WHAT IS ASKED
Please convert the records, from the start through the line containing "[1091, 520]", into a two-column CSV with the headers text and answer. Give one row per record, with its text and its answer each in a single quoted field and line breaks replaced by spaces.

__________________________________________________

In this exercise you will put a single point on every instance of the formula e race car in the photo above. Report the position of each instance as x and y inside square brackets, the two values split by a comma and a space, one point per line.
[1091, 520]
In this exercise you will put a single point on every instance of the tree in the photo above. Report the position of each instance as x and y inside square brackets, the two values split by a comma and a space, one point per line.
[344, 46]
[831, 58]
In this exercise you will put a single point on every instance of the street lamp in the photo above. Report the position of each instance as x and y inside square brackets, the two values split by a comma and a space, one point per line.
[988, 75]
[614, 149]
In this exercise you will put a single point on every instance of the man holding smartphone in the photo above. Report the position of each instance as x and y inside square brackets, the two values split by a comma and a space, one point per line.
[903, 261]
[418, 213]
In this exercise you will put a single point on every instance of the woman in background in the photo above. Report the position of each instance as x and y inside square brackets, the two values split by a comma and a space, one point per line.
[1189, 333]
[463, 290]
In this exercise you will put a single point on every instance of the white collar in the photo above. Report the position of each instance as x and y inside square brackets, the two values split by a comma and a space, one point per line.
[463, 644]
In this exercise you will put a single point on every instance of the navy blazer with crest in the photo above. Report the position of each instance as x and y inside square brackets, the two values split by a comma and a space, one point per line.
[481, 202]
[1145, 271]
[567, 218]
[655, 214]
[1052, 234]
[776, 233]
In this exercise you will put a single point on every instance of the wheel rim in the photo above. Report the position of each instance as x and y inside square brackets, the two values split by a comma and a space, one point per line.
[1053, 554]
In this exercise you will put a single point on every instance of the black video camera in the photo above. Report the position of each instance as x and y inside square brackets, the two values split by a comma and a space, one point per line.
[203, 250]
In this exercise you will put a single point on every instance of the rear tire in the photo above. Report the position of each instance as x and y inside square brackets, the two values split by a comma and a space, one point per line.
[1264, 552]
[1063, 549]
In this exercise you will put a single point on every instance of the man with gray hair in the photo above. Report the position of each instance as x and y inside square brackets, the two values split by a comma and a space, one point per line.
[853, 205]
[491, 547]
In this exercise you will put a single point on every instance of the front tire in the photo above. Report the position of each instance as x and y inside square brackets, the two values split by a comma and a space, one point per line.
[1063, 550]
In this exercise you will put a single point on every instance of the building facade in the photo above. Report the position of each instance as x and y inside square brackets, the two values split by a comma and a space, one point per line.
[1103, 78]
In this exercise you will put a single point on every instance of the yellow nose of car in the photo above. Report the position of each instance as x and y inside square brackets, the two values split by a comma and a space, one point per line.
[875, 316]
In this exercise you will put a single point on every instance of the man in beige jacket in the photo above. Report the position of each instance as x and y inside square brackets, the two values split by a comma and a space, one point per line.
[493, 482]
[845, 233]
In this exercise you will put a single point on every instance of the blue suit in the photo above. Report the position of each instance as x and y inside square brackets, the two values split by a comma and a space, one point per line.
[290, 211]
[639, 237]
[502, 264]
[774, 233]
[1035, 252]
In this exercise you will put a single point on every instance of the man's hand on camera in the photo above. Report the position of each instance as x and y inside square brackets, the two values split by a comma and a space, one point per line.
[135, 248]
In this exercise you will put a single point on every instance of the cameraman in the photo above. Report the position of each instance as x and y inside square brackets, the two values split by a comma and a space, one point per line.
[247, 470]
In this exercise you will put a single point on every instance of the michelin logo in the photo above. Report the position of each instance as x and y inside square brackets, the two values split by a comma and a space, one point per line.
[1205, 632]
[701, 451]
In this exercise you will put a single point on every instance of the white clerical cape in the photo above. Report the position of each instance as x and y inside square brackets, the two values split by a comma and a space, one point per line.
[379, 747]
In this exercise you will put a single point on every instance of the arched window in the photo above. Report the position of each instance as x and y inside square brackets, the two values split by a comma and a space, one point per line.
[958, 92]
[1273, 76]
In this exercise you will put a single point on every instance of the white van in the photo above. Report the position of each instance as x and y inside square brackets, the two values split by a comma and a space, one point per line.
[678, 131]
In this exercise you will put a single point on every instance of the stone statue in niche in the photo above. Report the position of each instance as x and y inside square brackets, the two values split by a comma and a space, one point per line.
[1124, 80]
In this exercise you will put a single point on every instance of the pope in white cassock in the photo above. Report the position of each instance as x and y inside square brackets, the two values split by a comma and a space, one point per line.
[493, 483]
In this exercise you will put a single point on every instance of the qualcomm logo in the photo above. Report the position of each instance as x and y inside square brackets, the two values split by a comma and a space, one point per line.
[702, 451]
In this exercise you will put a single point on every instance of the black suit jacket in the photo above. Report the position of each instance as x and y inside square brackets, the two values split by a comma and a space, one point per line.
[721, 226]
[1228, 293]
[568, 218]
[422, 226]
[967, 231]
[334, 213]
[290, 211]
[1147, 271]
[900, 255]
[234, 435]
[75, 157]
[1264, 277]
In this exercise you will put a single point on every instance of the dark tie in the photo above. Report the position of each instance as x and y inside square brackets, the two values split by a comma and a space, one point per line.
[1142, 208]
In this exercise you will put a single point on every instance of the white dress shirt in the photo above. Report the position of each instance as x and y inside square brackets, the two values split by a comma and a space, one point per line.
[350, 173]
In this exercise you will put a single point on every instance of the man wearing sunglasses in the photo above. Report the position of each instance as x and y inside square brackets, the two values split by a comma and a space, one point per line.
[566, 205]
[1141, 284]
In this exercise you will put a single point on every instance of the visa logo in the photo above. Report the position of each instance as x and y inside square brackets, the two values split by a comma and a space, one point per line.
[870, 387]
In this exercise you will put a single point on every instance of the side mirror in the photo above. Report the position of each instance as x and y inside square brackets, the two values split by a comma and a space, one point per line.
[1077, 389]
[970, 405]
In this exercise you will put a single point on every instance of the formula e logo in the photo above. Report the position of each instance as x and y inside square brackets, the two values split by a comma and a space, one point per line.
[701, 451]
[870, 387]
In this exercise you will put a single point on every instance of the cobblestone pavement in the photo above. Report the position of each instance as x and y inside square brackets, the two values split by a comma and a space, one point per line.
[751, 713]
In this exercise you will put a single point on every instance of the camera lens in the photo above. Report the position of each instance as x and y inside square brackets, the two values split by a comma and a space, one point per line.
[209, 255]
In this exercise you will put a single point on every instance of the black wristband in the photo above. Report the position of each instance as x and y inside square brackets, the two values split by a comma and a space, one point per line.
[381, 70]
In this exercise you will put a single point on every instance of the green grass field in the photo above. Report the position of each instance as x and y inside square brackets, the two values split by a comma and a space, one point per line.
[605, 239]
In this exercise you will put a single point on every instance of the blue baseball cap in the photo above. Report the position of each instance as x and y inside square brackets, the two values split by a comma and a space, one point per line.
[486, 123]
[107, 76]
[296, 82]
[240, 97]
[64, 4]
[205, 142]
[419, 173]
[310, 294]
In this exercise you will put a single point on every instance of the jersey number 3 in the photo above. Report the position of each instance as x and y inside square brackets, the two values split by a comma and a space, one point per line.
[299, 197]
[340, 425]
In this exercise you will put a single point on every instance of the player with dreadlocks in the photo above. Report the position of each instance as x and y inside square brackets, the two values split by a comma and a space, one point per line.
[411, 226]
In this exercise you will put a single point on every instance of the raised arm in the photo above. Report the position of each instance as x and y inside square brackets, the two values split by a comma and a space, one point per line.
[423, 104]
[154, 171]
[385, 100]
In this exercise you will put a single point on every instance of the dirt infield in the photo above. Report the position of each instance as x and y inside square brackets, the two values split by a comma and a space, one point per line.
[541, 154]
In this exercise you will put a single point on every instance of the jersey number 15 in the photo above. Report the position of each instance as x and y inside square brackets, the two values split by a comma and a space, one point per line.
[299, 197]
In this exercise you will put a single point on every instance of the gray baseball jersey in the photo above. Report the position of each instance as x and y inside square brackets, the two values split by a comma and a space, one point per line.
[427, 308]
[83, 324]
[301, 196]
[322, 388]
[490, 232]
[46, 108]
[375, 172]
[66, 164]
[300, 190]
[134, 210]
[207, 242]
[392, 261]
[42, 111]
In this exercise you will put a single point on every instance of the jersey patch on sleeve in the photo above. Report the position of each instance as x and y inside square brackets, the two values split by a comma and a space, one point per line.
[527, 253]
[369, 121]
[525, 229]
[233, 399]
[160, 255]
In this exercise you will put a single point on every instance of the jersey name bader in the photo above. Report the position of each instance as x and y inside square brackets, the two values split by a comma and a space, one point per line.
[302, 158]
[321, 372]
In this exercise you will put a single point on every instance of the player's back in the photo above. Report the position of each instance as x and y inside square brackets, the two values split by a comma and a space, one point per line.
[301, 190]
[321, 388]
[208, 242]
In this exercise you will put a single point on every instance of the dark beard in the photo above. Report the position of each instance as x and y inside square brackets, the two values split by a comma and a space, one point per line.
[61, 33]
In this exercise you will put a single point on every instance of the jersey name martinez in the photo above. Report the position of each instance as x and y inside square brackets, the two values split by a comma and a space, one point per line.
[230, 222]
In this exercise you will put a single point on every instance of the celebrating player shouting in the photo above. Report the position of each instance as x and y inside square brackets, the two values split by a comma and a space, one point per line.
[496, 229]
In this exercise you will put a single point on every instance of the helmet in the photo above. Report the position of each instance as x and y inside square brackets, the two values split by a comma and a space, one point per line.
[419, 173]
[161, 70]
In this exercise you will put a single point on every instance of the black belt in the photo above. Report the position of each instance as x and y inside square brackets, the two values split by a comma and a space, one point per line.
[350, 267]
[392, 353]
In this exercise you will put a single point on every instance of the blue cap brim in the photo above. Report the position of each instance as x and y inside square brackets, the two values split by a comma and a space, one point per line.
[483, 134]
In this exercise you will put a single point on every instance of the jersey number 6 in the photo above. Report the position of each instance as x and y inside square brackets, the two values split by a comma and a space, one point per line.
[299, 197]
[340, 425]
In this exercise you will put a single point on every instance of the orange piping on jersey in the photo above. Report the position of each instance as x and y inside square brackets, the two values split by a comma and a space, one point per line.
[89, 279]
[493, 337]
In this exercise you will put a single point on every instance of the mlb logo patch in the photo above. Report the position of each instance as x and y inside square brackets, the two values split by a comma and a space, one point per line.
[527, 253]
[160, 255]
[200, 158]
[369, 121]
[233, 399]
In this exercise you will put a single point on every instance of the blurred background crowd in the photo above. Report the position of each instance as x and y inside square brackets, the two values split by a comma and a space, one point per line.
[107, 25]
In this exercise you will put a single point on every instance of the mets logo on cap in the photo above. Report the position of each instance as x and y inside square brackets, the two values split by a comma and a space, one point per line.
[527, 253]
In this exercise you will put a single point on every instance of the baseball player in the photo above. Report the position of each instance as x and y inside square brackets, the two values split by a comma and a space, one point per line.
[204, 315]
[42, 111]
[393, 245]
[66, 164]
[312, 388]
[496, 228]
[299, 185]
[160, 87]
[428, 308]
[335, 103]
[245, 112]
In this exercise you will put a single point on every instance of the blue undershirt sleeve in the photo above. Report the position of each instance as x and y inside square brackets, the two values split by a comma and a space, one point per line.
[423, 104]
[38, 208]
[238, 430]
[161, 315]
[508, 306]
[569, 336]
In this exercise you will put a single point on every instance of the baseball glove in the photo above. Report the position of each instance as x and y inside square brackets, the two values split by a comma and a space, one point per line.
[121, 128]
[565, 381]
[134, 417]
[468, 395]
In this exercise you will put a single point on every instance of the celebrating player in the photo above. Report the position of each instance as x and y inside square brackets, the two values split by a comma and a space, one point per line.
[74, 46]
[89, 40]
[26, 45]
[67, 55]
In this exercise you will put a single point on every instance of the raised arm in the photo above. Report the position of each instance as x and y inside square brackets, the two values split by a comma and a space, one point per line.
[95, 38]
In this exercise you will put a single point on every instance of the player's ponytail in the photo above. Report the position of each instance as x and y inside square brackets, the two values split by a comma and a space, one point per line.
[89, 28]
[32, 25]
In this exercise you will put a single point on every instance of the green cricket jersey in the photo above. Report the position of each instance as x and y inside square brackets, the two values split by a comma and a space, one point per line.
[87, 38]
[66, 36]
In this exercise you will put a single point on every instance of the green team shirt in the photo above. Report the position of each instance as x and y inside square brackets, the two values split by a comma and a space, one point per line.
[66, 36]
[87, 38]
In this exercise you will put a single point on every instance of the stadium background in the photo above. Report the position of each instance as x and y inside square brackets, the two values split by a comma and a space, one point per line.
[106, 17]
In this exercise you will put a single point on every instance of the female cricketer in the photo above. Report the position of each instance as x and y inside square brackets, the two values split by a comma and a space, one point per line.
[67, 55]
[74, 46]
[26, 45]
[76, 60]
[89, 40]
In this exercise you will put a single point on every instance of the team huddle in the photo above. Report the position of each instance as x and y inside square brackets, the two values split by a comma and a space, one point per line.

__________________________________________________

COMPLETED TASK
text,answer
"In this exercise you will put a single point on every instance of the formula e race car in the photo above. Report the position of each instance as x and y inside square brackets, the two values split by a comma and a space, one point per line.","[1091, 520]"